EXCERPT PROVIDED:
= = =

Idaho’s Child Welfare program has received federal approval to broaden its use of federal funds to include in-home preventive and treatment services for families who are struggling, with an aim to keep children in their homes and out of foster care.

The $83 million demonstration waiver is a five-year pilot program in which federal funds currently earmarked for out-of-home foster care and adoption payments can be used for treatment and preventive services.  With in-home services, Department of Health and Welfare social workers can help stabilize family crises so some children can safely remain in their homes. The demonstration waiver begins July 1, 2014.

“We know we can achieve better outcomes for children if we can keep them safely with their families while we help them work through their issues,” says Rob Luce, administrator for the Division of Family and Community Services. “The problem in providing preventive and treatment services is the lack of funding—the majority of our federal funds are restricted to out-of- home placements. We want more flexibility to provide services to avert placement, which we hope will improve outcomes and save taxpayer dollars.”

The Idaho Child Welfare program plans to use this funding flexibility to help fund services that include:

  1. Trauma-Informed Services: Most abused or neglected children and their parents have suffered from a major traumatic event in their lives. Trauma Informed Services addresses the trauma to reduce stress and safety issues for the family.

= = =

DATA SEGMENT:

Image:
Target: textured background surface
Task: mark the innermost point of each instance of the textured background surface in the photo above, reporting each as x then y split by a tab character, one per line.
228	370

= = =

EXERCISE BRIEF: According to the excerpt about Idaho's child welfare funding waiver, on what date does the demonstration waiver begin?

TASK OUTPUT: July 1, 2014.